(DOCUMENT SECTION begins)
Racism, reproductive (in)justice in Israel

Health clinics in Israel appear to be pushing a long-term and risky contraceptive on Ethiopian women in what feminist groups have called out as a fundamentally racist policy.

The National reports that the research, carried out by Haifa-based feminist group Woman to Woman, found that that Ethiopian women make up 57% of users of long-term contraception Depo Provera, although they make up only 2% of the population.

“This is about reducing the number of births in a community that is black and mostly poor,” said Hedva Eyal, the author of the report by Woman to Woman, a feminist organisation based in Haifa, in northern Israel. “The unspoken policy is that only children who are white and Ashkenazi are wanted in Israel,” she said, referring to the term for European Jews who founded Israel and continue to dominate its institutions.

Talking about how Woman to Woman found out about the issue:

Women’s groups were alerted to the widespread use of Depo Provera in the Ethiopian community in 2008 when Rachel Mangoli, who runs a day care centre for 120 Ethiopian children in Bnei Braq, a suburb of Tel Aviv, observed that she had received only one new child in the previous three years.

“I started to think about how strange the situation was after I had to send back donated baby clothes because there was no one in the community to give them to,” she said.

She approached a local health clinic serving the 55 Ethiopian families in Bnei Braq and was told by the clinic manager that they had been instructed to administer Depo Provera injections to the women of child-bearing age, though he refused to say who had issued the order.

Ms Mangoli, who interviewed the women, said: “They had not been told about alternative forms of contraception or about the side effects or given medical follow-ups.” The women complained of a wide range of side effects associated with the drug, including headaches, abdominal pain, fatigue, nausea, loss of libido and general burning sensations.
(DOCUMENT SECTION ends)
WORK INSTRUCTION A => Decide whether each statement below agrees with the article on Depo Provera use among Ethiopian women in Israel. Answer yes or no for each, quoting the words from the article that settle it. (i) Ethiopian women account for 57% of Depo Provera users while making up 2% of the population. (ii) The clinic manager named the person who had issued the order to give the injections. (iii) The day care centre run by Rachel Mangoli serves 55 Ethiopian children.
WORK INSTRUCTION B => Please continue the article on Depo Provera use among Ethiopian women in Israel, picking up right after its final sentence.
(SUPPLIED DATA begins)
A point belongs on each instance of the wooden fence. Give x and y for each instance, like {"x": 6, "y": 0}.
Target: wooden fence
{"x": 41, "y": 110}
(SUPPLIED DATA ends)
WRITTEN ANSWER A =>
(i) Yes: "Ethiopian women make up 57% of users of long-term contraception Depo Provera, although they make up only 2% of the population"
(ii) No: "though he refused to say who had issued the order"
(iii) No: "a day care centre for 120 Ethiopian children in Bnei Braq"

WRITTEN ANSWER B =>
Depo Provera is also known to decrease bone density, especially among dark-skinned women, which can lead to osteoporosis in later life. Doctors are concerned that it is difficult or impossible to help women who experience severe side effects because the drug is in their system for months after it is injected.

The contraceptive’s reputation has also been tarnished by its association with South Africa, where the apartheid government had used it, often coercively, to limit the fertility of black women.

Traditionally, its main uses have been for women who are regarded as incapable of controlling their own reproduction or monitor other forms of birth control, and for women who suffer severe problems during menstruation.

Woman to Woman draw links between the administration of Devo Provera to Ethiopian women, with the long-standing issues of racism in Israel between Ashkenazim and Sephardim (the two main ethnic groups in the Jewish community).

“The answers we received from officials demonstrated overt racism,” Ms Eyal said. “They suggested that Ethiopian women should be treated not as individuals but as a collective group whose reproduction needs controlling.”

When Woman to Woman conducted an experiment by sending five non-Ethiopian women to doctors to ask for Depo Provera, all were told that it was prescribed only in highly unusual cases.

Later on in the story:

Ms Mangoli said it was extremely difficult to get immigrant Ethiopian families to speak out because they were afraid that their Jewishness was under suspicion and that they might be deported if they caused trouble.

However, women interviewed anonymously for the report stated that officials at absorption centres in Ethiopia advised them to take Depo Provera because there would be no funds to support their children if they got pregnant in Israel.

(Via Womanist Musings)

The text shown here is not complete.